━━━━━ DATA ROWS

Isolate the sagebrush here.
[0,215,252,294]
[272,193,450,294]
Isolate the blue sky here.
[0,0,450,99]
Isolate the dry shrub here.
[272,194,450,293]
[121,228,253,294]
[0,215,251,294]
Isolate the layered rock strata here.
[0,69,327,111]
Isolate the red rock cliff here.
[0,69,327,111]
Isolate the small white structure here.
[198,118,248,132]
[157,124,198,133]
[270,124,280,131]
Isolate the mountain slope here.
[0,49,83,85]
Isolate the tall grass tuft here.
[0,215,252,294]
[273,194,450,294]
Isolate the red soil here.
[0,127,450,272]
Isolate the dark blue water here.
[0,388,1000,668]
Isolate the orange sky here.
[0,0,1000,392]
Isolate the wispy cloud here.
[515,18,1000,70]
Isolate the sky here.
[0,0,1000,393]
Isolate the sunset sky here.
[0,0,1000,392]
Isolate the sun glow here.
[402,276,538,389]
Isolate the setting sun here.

━━━━━━━━━━

*SHORT TASK*. Can you rescale the lines above? Write every line out again, including those that name something to isolate, and multiply each bounding-box coordinate by 1.8, rounding to the nearest whole number with halves going up.

*ANSWER IN FULL*.
Isolate the sagebrush here.
[0,387,454,529]
[490,347,810,529]
Isolate the blue sky here.
[0,0,810,178]
Isolate the dry shrub here.
[490,349,810,527]
[218,410,455,529]
[0,387,452,529]
Isolate the layered rock strata here.
[0,124,589,200]
Isolate the red rock cliff here.
[0,124,589,200]
Isolate the small white structure here.
[356,212,446,238]
[283,223,356,239]
[486,223,504,236]
Isolate the mountain slope here.
[0,88,149,153]
Isolate the tall grass tuft here.
[0,387,454,529]
[491,349,810,529]
Isolate the red soil here.
[0,229,810,490]
Isolate the dark blue water here.
[0,698,1800,1202]
Isolate the orange sky here.
[0,0,1800,706]
Isolate the wispy cloud here.
[927,32,1800,126]
Isolate the sky here.
[0,0,1800,707]
Isolate the sunset sky here.
[0,0,1800,706]
Isolate the sun glow here.
[724,497,968,700]
Isolate the setting sun here.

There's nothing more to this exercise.